### [RECORD EXCERPTS]
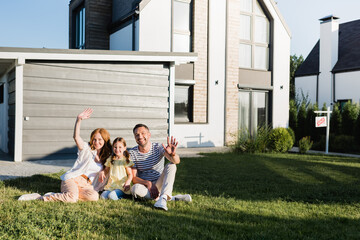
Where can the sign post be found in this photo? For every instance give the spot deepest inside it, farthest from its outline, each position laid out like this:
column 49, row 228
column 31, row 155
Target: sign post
column 323, row 121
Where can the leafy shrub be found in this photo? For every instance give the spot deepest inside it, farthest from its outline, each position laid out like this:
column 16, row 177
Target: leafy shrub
column 292, row 114
column 343, row 143
column 280, row 140
column 349, row 115
column 335, row 120
column 301, row 121
column 305, row 144
column 246, row 142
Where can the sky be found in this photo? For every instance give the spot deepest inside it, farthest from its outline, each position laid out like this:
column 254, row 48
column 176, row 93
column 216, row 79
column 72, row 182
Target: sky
column 45, row 23
column 302, row 17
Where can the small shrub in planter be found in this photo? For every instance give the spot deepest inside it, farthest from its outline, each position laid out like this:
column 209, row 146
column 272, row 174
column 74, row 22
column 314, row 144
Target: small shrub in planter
column 280, row 140
column 305, row 144
column 343, row 143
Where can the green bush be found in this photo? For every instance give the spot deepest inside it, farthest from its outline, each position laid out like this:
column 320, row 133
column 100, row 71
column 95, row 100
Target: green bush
column 305, row 144
column 335, row 120
column 349, row 115
column 246, row 142
column 280, row 140
column 301, row 125
column 292, row 114
column 343, row 143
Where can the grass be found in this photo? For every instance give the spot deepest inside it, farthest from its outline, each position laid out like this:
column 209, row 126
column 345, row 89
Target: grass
column 257, row 196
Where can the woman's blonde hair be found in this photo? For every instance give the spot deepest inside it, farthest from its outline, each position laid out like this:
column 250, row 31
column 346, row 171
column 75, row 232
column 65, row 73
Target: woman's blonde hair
column 126, row 153
column 105, row 151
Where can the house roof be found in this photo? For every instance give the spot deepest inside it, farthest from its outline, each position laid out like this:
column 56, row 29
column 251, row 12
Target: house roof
column 348, row 56
column 9, row 56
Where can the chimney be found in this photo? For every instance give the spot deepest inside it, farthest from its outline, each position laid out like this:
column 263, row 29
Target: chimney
column 329, row 44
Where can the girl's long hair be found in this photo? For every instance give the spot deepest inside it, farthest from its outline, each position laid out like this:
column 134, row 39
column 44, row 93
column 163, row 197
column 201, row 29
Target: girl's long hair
column 126, row 153
column 106, row 150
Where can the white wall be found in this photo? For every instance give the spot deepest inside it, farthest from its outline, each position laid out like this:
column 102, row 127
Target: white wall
column 306, row 85
column 281, row 69
column 4, row 117
column 212, row 133
column 155, row 26
column 347, row 86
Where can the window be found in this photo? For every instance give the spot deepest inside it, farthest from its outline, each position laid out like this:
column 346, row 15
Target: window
column 254, row 36
column 80, row 28
column 253, row 110
column 183, row 102
column 182, row 24
column 342, row 103
column 2, row 93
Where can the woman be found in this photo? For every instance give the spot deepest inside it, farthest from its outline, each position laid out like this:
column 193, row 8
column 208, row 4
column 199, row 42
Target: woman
column 77, row 182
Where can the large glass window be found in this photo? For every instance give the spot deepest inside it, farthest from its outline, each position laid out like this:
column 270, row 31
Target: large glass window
column 2, row 93
column 80, row 28
column 182, row 24
column 183, row 103
column 254, row 36
column 253, row 110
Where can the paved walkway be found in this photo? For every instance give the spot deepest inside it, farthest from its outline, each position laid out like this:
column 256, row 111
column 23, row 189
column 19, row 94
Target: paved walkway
column 10, row 169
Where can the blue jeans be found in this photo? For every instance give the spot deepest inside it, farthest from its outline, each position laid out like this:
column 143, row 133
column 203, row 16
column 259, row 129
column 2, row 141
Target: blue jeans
column 113, row 195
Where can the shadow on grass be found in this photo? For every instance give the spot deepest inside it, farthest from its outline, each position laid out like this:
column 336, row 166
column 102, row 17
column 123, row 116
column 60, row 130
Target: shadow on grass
column 288, row 177
column 36, row 183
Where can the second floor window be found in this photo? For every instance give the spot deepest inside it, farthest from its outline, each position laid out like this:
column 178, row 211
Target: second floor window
column 254, row 36
column 182, row 24
column 80, row 28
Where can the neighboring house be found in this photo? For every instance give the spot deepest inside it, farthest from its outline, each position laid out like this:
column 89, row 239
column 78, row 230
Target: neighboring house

### [TASK BRIEF]
A faithful, word-for-word copy of the data is needed; the pictures should not appear in it.

### [REPLY TO THE TASK]
Where can the sign post be found in this photo? For every instance give the spot deepest inside it, farthest from its outline, each position laid out like this:
column 49, row 228
column 31, row 155
Target: sign post
column 323, row 121
Where can the leafy shrub be found in this photo? For every instance give the spot deepest inside it, farthest from its outline, each position laid out like this:
column 16, row 177
Target: leafy shrub
column 292, row 114
column 343, row 143
column 280, row 140
column 349, row 115
column 335, row 120
column 301, row 121
column 305, row 144
column 246, row 142
Where can the sky be found in this photo? For every instance give the spot deepest inside it, farthest from its outline, each position laid out like this:
column 254, row 48
column 176, row 93
column 216, row 79
column 72, row 182
Target: sky
column 45, row 23
column 302, row 17
Where can the small shrub in planter be found in this photo? For every instance give the spot deepest inside it, farthest from its outline, each position laid out like this:
column 209, row 146
column 272, row 174
column 74, row 22
column 314, row 144
Target: small shrub in planter
column 280, row 140
column 305, row 144
column 343, row 143
Where can the green bush be found in this photo? For every instance give the spot deepest inside it, farthest from its outline, each position laid out like this:
column 320, row 133
column 100, row 71
column 95, row 100
Target: green bush
column 305, row 144
column 335, row 120
column 349, row 115
column 246, row 142
column 280, row 140
column 301, row 125
column 292, row 114
column 343, row 143
Where can the grass be found in this photo? For every instance give the spot deepest inside it, farthest from its outline, each position laid out like this:
column 209, row 126
column 345, row 89
Target: grass
column 257, row 196
Where can the woman's blonde hair be found in this photo? For every instance give the spot deepest inside it, farthest from its outline, each position laid out like this:
column 250, row 31
column 346, row 171
column 75, row 232
column 65, row 73
Target: woman's blonde hair
column 126, row 153
column 105, row 151
Where can the house roof be found in this photo? For every instance give the spot deepest inside it, farthest from its outline, each position laid out like this:
column 56, row 29
column 251, row 12
Target: house roof
column 348, row 56
column 9, row 56
Where can the chimney be found in this photo? For every instance give the spot deepest inside it, farthest from its outline, each position laid out like this:
column 263, row 29
Target: chimney
column 329, row 44
Where can the girl's long hair be found in this photo? For every instance give the spot deepest inside it, farthest from its outline, each position laid out like this:
column 134, row 39
column 44, row 93
column 163, row 197
column 201, row 29
Target: girl's long hair
column 126, row 153
column 106, row 150
Where can the white wall be found in this photo? For every instance give the spot deepest inside it, farthest from its outline, each position laid out like this:
column 102, row 127
Target: white wall
column 306, row 85
column 281, row 69
column 4, row 117
column 212, row 133
column 155, row 26
column 347, row 86
Where can the window be found in this photo? For every instance give the spot deepest inside it, farthest from its outline, each position laid out like this:
column 346, row 15
Target: window
column 254, row 36
column 80, row 28
column 253, row 110
column 183, row 102
column 182, row 24
column 342, row 103
column 2, row 93
Where can the woman be found in this photo? For every instance give the spot deepest inside it, farthest from its outline, each position laid out like this:
column 193, row 8
column 208, row 4
column 199, row 42
Target: woman
column 77, row 182
Where can the large glass window be found in this photo? For every instance give the spot deepest inside it, farthest from its outline, each position laid out like this:
column 270, row 31
Target: large glass window
column 2, row 93
column 80, row 28
column 182, row 24
column 183, row 103
column 254, row 36
column 253, row 110
Where can the paved walkway be found in this photo? For every instance give the spot deepest inside it, farthest from its outline, each position laid out like this:
column 256, row 111
column 23, row 189
column 19, row 94
Target: paved walkway
column 10, row 169
Where can the blue jeans be found in this photo? For every instance give the spot deepest inside it, farthest from its outline, each position laid out like this:
column 143, row 133
column 203, row 16
column 259, row 129
column 2, row 141
Target: blue jeans
column 113, row 195
Where can the shadow on grass be found in this photo? For every instance give the spot deepest inside it, farthest from its outline, each position laid out like this:
column 336, row 166
column 102, row 17
column 123, row 116
column 60, row 130
Target: shadow on grass
column 288, row 177
column 36, row 183
Where can the second floor window be found in this photo? For every instance give the spot deepest inside it, farthest from its outline, each position laid out like this:
column 178, row 211
Target: second floor window
column 254, row 36
column 182, row 24
column 80, row 28
Where can the neighboring house be found in this photo? For every instance give the spot deepest inside it, farthest from its outline, each position laid out like this:
column 89, row 239
column 78, row 230
Target: neighboring house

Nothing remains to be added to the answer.